(Labeled region records)
----

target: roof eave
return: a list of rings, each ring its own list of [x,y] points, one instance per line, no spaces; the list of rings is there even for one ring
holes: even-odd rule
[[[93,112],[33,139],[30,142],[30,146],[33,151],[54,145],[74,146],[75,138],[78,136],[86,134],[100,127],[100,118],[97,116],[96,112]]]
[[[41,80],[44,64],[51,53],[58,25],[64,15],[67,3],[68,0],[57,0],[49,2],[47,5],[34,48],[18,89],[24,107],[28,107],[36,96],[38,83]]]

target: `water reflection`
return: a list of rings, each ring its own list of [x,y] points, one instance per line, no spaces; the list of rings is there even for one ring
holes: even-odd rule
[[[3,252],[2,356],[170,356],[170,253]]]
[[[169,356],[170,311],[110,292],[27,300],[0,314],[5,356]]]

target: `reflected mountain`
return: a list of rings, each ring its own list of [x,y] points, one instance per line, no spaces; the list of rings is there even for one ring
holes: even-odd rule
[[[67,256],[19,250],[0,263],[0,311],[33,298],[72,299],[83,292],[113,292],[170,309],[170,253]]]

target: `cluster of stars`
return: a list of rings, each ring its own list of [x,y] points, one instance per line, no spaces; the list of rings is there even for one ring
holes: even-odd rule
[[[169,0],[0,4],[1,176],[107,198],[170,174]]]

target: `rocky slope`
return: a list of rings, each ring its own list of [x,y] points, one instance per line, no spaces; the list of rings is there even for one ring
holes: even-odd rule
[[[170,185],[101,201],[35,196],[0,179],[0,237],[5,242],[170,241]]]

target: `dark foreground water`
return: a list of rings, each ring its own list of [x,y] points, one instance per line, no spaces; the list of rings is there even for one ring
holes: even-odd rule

----

Task statement –
Put every line of the data above into a numbered list, leaving out the blank lines.

Complete answer –
1. target: roof eave
2. return: a list of rings, each ring its own list of [x,y] points, one instance per line, no spaces; the list of rings is there even for one ring
3. holes: even-odd rule
4. [[[93,112],[33,139],[30,142],[30,146],[33,151],[54,145],[74,146],[75,138],[78,136],[86,134],[100,127],[100,118],[97,116],[96,112]]]
5. [[[41,80],[44,64],[51,53],[58,25],[64,15],[67,3],[68,0],[57,0],[49,2],[47,5],[34,48],[18,89],[24,107],[28,107],[36,96],[38,83]]]
6. target: `water reflection`
7. return: a list of rings, each ring its own list of [x,y] points, one instance per line, no spaces; the list of rings is there even for one ring
8. holes: even-odd rule
9. [[[3,252],[2,356],[170,356],[170,253]]]
10. [[[169,356],[170,311],[110,292],[27,300],[0,314],[5,356]]]
11. target: `reflected mountain`
12. return: a list of rings, each ring its own list of [x,y] points, one instance per line, no spaces; the list of rings is there even for one ring
13. holes: even-odd rule
14. [[[67,256],[19,250],[0,263],[0,311],[33,298],[72,299],[83,292],[113,292],[170,309],[170,253]]]
15. target: `cluster of stars`
16. return: a list of rings, each ring its own list of [x,y] points, one instance per line, no spaces; the list of rings is there even for one ring
17. holes: even-odd rule
18. [[[169,0],[0,4],[1,176],[107,198],[170,174]]]
19. target: `rocky slope`
20. return: a list of rings, each ring its own list of [x,y] points, one instance per line, no spaces; the list of rings is there even for one ring
21. holes: even-odd rule
22. [[[170,185],[101,201],[35,196],[0,179],[0,237],[5,242],[170,241]]]
23. target: `dark foreground water`
24. return: a list of rings, each ring its own list of [x,y] points, one instance per line, no spaces; the list of rings is there even for one ring
25. holes: even-odd rule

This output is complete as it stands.